_WRITTEN PROBLEM_.
Each line of the material below should be reproduced exactly.

··· THE DATA

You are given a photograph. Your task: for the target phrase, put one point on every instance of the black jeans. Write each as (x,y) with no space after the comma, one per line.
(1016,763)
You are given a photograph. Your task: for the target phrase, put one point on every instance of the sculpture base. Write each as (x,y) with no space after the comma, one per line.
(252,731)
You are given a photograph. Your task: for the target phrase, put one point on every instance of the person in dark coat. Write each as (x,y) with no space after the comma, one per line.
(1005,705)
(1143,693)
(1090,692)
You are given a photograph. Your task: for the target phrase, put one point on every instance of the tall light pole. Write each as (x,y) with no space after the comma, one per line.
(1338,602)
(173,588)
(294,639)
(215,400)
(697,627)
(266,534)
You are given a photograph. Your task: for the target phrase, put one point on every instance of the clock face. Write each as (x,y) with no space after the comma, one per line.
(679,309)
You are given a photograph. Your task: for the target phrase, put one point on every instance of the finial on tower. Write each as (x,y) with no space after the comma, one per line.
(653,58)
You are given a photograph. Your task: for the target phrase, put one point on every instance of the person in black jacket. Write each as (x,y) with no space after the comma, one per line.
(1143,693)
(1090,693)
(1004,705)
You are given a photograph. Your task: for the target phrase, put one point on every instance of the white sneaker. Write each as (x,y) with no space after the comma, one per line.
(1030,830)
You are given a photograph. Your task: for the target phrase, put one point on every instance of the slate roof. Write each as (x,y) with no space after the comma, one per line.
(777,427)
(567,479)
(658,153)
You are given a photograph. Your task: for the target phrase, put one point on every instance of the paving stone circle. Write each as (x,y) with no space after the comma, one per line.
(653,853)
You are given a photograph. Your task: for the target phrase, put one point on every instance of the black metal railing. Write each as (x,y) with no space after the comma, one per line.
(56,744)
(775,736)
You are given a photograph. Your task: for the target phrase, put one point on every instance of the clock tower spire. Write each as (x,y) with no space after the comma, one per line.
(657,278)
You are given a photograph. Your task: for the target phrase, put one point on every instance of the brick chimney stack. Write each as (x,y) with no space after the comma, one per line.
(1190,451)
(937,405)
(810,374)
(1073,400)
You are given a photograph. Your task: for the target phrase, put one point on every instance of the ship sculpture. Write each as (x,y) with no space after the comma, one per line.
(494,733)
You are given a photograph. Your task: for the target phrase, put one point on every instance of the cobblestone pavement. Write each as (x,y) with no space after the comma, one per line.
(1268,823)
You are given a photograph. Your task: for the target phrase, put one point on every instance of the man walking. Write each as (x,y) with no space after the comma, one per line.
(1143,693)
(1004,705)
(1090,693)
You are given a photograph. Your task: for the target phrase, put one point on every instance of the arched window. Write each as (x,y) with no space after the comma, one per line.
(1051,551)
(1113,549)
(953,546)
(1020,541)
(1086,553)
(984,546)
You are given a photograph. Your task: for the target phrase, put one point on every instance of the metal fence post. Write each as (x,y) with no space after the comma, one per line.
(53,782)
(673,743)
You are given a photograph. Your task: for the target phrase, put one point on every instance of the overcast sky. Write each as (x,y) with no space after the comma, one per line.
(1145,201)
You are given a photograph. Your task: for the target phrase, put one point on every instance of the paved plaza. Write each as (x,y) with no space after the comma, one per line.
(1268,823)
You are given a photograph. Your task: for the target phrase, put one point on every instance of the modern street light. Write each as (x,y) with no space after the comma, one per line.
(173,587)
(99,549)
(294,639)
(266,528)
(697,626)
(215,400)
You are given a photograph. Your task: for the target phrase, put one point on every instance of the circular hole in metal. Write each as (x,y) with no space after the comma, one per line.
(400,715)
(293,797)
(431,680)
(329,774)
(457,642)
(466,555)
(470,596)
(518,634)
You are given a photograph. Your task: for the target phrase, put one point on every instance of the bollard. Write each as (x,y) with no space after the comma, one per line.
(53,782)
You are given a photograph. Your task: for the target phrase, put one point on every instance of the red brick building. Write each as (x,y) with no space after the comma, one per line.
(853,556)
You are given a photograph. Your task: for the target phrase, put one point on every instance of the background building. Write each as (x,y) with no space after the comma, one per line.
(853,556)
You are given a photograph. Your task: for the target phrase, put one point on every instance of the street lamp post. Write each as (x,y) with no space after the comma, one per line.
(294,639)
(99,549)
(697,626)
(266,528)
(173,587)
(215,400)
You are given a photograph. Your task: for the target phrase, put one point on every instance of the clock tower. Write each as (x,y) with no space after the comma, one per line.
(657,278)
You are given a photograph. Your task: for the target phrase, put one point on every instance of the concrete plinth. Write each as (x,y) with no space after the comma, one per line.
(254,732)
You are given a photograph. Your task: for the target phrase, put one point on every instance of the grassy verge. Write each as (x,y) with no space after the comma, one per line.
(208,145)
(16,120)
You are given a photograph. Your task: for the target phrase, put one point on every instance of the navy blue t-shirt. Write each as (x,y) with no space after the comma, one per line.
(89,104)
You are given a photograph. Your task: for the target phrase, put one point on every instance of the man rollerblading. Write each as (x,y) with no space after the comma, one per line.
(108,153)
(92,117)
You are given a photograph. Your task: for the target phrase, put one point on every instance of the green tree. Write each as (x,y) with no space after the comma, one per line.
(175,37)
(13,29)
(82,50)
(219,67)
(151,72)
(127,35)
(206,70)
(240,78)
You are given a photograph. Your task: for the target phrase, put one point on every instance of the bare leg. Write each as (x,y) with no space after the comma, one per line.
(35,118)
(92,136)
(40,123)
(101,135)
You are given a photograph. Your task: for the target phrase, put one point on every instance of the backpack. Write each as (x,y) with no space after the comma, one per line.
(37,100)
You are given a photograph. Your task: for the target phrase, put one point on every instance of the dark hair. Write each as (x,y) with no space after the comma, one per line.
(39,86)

······

_SOLUTION TO THE PROBLEM_.
You are given a photograph. Your task: for the target phrase, put one point on every instance of the black jeans. Write each as (x,y) with no space after the comma, one per line.
(1016,763)
You are given a photograph. Your task: for the target phrase, put one point on every instance of the sculpture base. Write each as (x,y) with no space after the comma, one per line.
(252,731)
You are given a photograph. Your task: for the target phrase, put one point on every instance of the person in dark coat. Write each as (x,y) with no space after the comma, one per line.
(1005,705)
(1143,693)
(1090,692)
You are given a photograph. Your task: for the target phrase, put one point on every instance of the tall light pole. Write each as (x,y) with no space after the comma, one per line.
(1338,602)
(173,588)
(294,639)
(215,400)
(697,627)
(266,534)
You are given a photograph. Your task: for the target phrase, put one point on every instance of the clock face. Write each as (x,y) with no space after the comma, one per line.
(679,309)
You are given a photograph. Your task: for the target phrase, put one point on every instance of the finial on tower. Write each as (x,y) with no space after the comma, one per line.
(653,58)
You are given a photograph. Your task: for the target phrase, put one point on every instance of the person in black jacket. Write each as (x,y) with no space after the comma, one per line.
(1143,693)
(1090,693)
(1004,705)
You are given a photograph. Your task: for the target phrase, put one point on every instance of the white sneaker. Write each as (x,y) with no space after the comma, one per line.
(1030,830)
You are given a photograph. Your task: for the target phrase, put one point on every instance of the slate roof. Write each as (x,y) with no space after the comma, one per line.
(777,427)
(567,479)
(658,153)
You are given a photograph. Your task: for the target phrase, put one point on every instance of the paving stone circle. Write each as (x,y) with no space after the comma, one per line.
(653,853)
You are given a photograph. Your task: for the target phrase, put one point on every instance of the black metal railing. Write each as (x,y) with no space after the comma, one per line.
(56,744)
(775,736)
You are given a photograph. Your task: for the target phrase, put one point on every instance of the clock tower spire. Write each as (x,y) with no space after the comma, one per line.
(657,278)
You are given a photograph. Your task: for the target phrase, put one point on every instance of the brick chimney stack. Write each as (x,y) with no space after the comma, one per line.
(1190,451)
(937,405)
(810,374)
(1073,400)
You are given a photograph. Your task: for the target phrase, put one point on every instance of the ship sculpture. Write each as (x,y) with no space after the comma, one per line.
(494,733)
You are given a photograph. Your task: for the target phrase, put one point on every instance of the cobblestone pavement. Write each as (x,y) with no space after the comma, one per line.
(1268,823)
You are given a photograph. Your task: for the target phrase, put one point on every instance of the man walking. Write each as (x,y) with no space after the comma, one per line.
(1143,693)
(1004,705)
(1090,693)
You are given a photograph. Your task: for the target phrase, put one point on every instance of the arched window. Write each as (x,y) with no space after the comma, one per line.
(1051,551)
(1113,549)
(953,546)
(1020,541)
(1086,553)
(984,546)
You are given a photograph. Your task: for the target phrase, put one point on every instance of the metal fence post. Write each as (x,y) with no space after the comma, one per line.
(53,782)
(673,743)
You are given a photograph. Your task: for the target phrase, put one point on every instance of the overcast sky. Write each as (x,y) with no space after the comma, one per line.
(1145,201)
You are given a photograph. Your task: for the target phrase, put one point on every instance of the paved plaza. Write each as (x,y) with no space after the comma, one per line.
(1268,823)
You are given a photograph. Your task: for the target phrase, put one point on every instance of the modern street light. Write each as (x,y) with no space after the comma, one per line.
(173,587)
(99,549)
(294,639)
(266,528)
(697,626)
(215,400)
You are given a photograph. Your task: for the target phrase, put one point on every instance of the circular hole in metal. Write each as (x,y) with no space after the comma, one per line.
(400,715)
(293,797)
(431,680)
(329,774)
(457,642)
(466,555)
(470,596)
(518,634)
You are given a photograph. Your task: for the target phrase, put one point on every instance of the bollard. Write each as (x,y) with no space after the comma, one per line.
(53,782)
You are given a photograph. Your task: for the target phrase, put one point on every instance of the red brick building. Write each as (x,y) with no space after the comma, one per line.
(853,556)
You are given a photograph. Your task: for the target phrase, put one point on every instance of the background building. Write each as (x,y) with no space after the comma, one per line.
(853,556)
You are given a photograph. Your task: for the target phrase, put one point on every instance of the street lamp post. Write each as (x,y) with no space after the comma, one per line.
(294,639)
(99,549)
(697,626)
(266,528)
(173,587)
(215,400)
You are given a photograph. Your task: for the target phrase, put one point on every instance of the clock tower. Write each as (x,y) with no space after the comma, one per line.
(657,278)
You are given a photograph. Your task: for the target phrase, put one point on every instance of the concrete plinth. Write each as (x,y) with no space after the comma, one per line.
(254,732)
You are given a photograph. Your task: for the target phrase, put one point on every instance of the grassy verge. Write each as (x,y) with no space after the comma, one per line.
(208,145)
(16,120)
You are given a photograph. Your task: for the target phrase, put one point on every instance of the navy blue t-shirt. Write each as (x,y) with no space after the comma, one per line.
(89,104)
You are given a photograph. Your task: for the target phrase, put one point on every instance of the man rollerblading. Write each as (x,y) with no space after the comma, one per line.
(108,153)
(92,117)
You are given a photograph. Your task: for the target phrase, put one point on every instance of the green tree. Write each as (x,y) with no space after the comma, one per line.
(175,37)
(13,29)
(82,50)
(219,67)
(151,72)
(127,35)
(206,70)
(240,78)
You are given a photograph. Your task: for the target phrase, put one point on every instance of the bare leg. Write each as (x,y) with no space after the comma, one per line.
(35,118)
(92,136)
(40,123)
(101,135)
You are given a photograph. Your task: for the target phrase, put one point on every instance of the backpack. Write each as (x,y) with no space after the comma, one per line.
(37,100)
You are given a photograph. Your task: for the target phrase, put one point on every instance of the dark hair. Write each as (x,y) with no space after the comma, one per line.
(39,86)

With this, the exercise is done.